* [WHAT THE TASK REQUIRES]: Reproduce only the lines that run from the line containing "Segment every instance of the blurred" to the end of the entries below, exactly as they stand.

[Dataset excerpts]

····················

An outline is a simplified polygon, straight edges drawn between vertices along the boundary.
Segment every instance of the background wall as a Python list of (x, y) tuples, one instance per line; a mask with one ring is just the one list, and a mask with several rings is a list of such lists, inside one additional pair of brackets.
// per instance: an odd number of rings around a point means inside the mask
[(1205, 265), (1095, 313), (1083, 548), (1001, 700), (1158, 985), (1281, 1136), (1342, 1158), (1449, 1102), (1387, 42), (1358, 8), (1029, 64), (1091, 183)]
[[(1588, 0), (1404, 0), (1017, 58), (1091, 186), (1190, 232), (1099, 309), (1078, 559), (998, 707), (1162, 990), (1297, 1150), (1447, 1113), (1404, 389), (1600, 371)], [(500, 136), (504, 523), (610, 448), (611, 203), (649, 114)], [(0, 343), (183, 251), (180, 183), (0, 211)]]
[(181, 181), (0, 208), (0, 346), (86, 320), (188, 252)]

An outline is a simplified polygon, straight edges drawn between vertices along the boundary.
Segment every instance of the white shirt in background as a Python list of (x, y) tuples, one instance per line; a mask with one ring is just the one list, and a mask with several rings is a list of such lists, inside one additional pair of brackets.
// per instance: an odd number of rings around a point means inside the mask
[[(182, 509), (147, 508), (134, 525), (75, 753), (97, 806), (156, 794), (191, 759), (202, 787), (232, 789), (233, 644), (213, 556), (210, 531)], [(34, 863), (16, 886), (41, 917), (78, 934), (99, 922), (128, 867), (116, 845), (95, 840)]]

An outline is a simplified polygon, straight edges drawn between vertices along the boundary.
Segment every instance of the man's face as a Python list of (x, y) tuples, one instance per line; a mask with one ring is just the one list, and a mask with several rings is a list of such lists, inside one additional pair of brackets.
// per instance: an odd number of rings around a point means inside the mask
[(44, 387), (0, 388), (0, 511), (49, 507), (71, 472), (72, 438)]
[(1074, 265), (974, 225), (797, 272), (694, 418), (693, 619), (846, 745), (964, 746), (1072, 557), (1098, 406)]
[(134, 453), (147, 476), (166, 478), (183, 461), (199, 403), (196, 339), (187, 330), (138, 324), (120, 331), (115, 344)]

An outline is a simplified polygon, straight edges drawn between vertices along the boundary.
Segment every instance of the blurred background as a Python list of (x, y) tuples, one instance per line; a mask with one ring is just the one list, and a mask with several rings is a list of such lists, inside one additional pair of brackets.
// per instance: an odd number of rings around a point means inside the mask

····················

* [RESULT OF THE EXERCISE]:
Segment every instance of the blurred background as a Python list of (x, y) tuples, one instance per line; a mask with one ring is just the one list, and a mask with several rings is a list of such lists, inside one additional pair of brackets.
// per instance: an odd number of rings around a point means inside the mask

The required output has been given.